- [AIM OF THE EXERCISE]
Express the lines below as a JSON list of strings, one string per line and blank lines left out, covering only the part that opens with the line containing "bank, it would be much appreciated." and closes with the line containing "M122 145L120 151L114", both included.

- [EXTRACTED INFORMATION]
═══

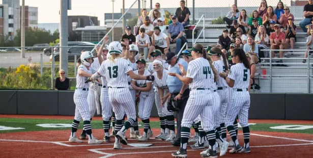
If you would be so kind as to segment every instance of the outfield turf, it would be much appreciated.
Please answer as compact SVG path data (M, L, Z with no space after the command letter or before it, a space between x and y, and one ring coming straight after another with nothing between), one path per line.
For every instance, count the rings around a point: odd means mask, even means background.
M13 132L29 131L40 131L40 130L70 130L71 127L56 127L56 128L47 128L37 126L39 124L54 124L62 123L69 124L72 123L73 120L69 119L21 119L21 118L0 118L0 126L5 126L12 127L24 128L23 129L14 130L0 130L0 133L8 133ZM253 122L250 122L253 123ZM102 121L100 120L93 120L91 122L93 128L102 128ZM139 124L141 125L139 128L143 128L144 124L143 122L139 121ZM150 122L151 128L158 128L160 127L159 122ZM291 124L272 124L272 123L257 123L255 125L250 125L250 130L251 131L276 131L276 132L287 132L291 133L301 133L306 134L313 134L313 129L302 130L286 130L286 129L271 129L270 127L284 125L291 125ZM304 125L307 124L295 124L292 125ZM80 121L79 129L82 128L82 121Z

═══

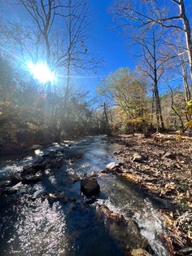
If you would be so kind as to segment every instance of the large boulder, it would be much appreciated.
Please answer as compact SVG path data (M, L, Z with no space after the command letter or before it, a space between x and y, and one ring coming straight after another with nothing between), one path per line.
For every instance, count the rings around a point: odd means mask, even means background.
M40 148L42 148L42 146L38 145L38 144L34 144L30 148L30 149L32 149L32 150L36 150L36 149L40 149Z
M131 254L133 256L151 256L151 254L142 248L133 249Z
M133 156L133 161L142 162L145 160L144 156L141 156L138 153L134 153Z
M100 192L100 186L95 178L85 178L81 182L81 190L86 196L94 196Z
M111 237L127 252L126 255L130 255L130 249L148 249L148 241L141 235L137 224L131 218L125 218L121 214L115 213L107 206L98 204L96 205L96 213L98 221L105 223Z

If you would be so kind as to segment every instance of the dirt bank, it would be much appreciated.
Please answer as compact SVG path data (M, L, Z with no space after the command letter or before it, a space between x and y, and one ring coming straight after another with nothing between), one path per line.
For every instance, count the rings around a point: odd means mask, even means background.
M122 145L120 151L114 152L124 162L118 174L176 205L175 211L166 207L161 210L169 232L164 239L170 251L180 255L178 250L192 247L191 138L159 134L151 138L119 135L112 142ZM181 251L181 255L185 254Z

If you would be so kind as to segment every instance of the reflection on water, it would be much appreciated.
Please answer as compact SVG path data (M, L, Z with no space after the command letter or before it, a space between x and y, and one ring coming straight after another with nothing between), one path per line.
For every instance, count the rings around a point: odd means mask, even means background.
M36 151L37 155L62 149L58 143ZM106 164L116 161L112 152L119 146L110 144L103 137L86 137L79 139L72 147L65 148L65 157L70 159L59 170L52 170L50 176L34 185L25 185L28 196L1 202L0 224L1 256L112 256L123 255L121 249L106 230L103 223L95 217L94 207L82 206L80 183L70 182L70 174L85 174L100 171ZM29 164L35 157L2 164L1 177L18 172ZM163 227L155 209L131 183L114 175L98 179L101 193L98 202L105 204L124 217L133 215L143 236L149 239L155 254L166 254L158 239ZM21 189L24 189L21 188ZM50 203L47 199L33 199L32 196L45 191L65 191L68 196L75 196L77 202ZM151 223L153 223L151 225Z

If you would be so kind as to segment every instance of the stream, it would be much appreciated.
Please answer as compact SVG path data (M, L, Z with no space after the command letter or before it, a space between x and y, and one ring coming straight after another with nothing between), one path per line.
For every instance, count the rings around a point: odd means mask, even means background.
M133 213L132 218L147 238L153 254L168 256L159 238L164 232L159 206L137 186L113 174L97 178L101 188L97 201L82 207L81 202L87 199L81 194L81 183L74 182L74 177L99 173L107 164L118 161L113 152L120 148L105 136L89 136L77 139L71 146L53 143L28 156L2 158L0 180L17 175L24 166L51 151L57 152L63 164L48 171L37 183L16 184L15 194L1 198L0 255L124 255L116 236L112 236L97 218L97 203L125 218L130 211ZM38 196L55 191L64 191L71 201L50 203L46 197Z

═══

- [SOLUTION]
[
  "If you would be so kind as to segment every instance of the dirt bank, it would be much appreciated.",
  "Please answer as compact SVG path data (M, L, Z with no space after the command letter or before it, a space between x and y, and one ring coming straight after another with nothing between), one path per line.",
  "For every instance, count the rings around a point: odd means mask, even means background.",
  "M122 145L120 151L114 152L124 162L118 174L176 205L175 211L166 207L161 210L169 232L164 239L170 251L180 255L178 250L192 247L191 138L159 134L151 138L119 135L112 142ZM181 251L181 255L185 254Z"
]